- **EXERCISE REQUIREMENTS**:
Reproduce precisely the lines of the listing below, starting with the line that contains "Where can you spot the sky reflection" and stopping after the line that contains "Target: tree canopy"; include nothing else.

◆ ◆ ◆

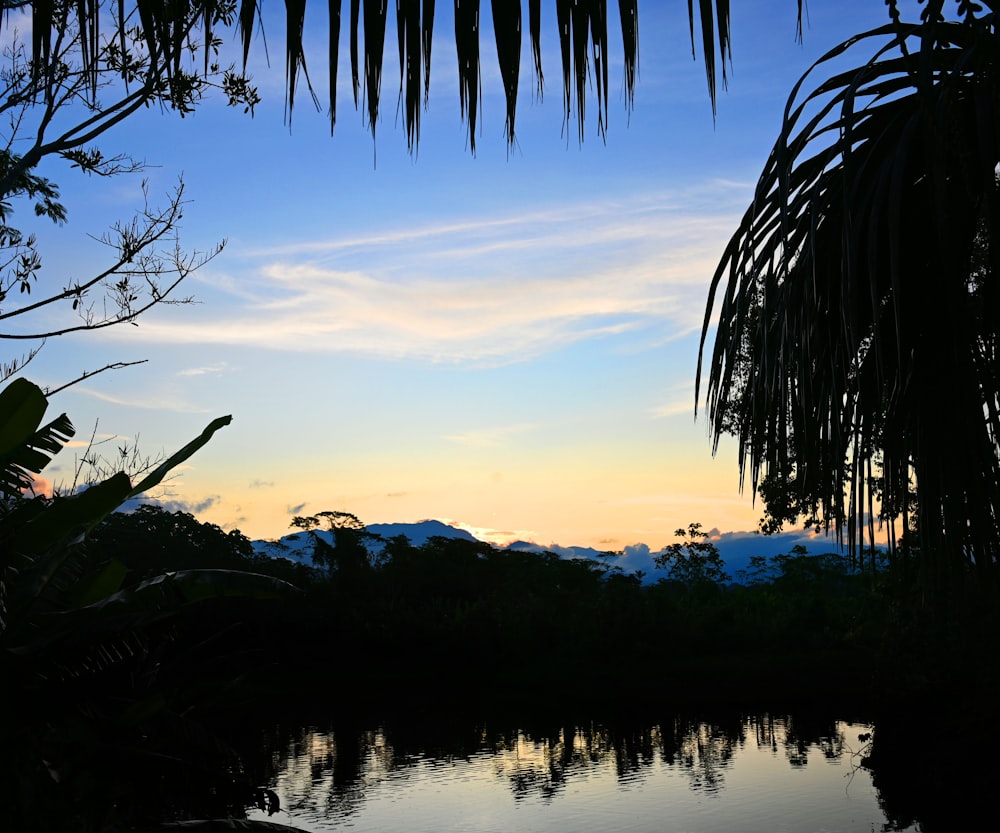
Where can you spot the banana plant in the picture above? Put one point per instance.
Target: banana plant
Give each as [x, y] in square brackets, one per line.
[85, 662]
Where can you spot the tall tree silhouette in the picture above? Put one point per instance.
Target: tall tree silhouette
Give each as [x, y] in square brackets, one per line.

◆ ◆ ◆

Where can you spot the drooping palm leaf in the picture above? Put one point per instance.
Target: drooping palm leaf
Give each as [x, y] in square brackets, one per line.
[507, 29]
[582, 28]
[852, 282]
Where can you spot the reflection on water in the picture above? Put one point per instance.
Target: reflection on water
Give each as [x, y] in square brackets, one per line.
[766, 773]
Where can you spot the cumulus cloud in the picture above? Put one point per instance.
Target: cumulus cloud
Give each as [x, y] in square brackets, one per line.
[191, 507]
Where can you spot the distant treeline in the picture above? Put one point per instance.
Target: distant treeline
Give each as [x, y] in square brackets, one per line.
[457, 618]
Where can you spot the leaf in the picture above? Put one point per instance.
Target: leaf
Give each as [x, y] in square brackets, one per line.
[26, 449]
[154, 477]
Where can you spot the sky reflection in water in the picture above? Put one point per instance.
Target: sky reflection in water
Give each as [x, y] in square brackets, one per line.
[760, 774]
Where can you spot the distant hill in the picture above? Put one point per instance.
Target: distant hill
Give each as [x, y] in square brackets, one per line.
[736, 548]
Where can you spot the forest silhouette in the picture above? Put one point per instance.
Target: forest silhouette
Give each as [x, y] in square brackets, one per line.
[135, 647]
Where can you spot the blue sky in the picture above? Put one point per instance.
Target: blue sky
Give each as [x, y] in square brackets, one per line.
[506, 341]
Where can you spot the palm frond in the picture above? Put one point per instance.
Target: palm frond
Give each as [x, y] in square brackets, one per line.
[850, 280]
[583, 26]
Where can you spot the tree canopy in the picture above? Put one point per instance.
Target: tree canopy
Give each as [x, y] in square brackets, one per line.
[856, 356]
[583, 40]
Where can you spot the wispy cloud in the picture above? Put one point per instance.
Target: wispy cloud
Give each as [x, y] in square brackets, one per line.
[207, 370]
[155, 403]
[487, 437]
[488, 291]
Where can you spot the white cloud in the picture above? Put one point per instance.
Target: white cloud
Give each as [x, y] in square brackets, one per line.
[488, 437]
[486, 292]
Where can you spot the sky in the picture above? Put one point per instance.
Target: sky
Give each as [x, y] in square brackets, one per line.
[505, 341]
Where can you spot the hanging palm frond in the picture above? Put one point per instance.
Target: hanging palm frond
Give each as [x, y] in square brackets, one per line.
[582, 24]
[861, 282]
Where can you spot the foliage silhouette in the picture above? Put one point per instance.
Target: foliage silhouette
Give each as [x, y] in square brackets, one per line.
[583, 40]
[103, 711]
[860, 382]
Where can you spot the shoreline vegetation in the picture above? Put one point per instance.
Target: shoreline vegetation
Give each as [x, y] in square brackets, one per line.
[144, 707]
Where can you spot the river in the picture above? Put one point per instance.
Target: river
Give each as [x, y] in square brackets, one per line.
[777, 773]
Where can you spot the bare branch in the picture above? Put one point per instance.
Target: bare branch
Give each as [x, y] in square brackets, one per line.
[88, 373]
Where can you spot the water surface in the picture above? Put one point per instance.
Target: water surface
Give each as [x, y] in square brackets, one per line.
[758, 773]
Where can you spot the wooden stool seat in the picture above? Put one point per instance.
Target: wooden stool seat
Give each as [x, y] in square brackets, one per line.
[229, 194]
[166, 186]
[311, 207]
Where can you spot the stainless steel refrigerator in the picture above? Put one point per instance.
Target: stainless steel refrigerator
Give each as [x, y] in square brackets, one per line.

◆ ◆ ◆

- **TASK RESULT**:
Where can you spot the sky reflection in water in the picture above? Put one point per instance.
Target: sky reflection in water
Give each as [x, y] in square brackets, one per line.
[760, 774]
Where can you spot the distant hill in the picture above? Put one point per instance.
Target: distant hill
Give each as [x, y] in square brackets, one per line.
[736, 548]
Where can you spot the forest silhouette in the picture above? Put one point per instance.
Target: forest silhouette
Give each as [x, y] in square brackets, one per line.
[135, 647]
Where can you spot the blue sky in the picture above? Put one point per instance.
Target: blue sky
Give each as [x, y] in square brackets, one per line.
[506, 341]
Where can you spot the palm frond in the picture above? Put one point per instance.
Target: palm frond
Give each as [x, y] in square brackets, one per line.
[850, 280]
[583, 26]
Where can you spot the tree canopy in the picture above? Put one point per instance.
Target: tree canopy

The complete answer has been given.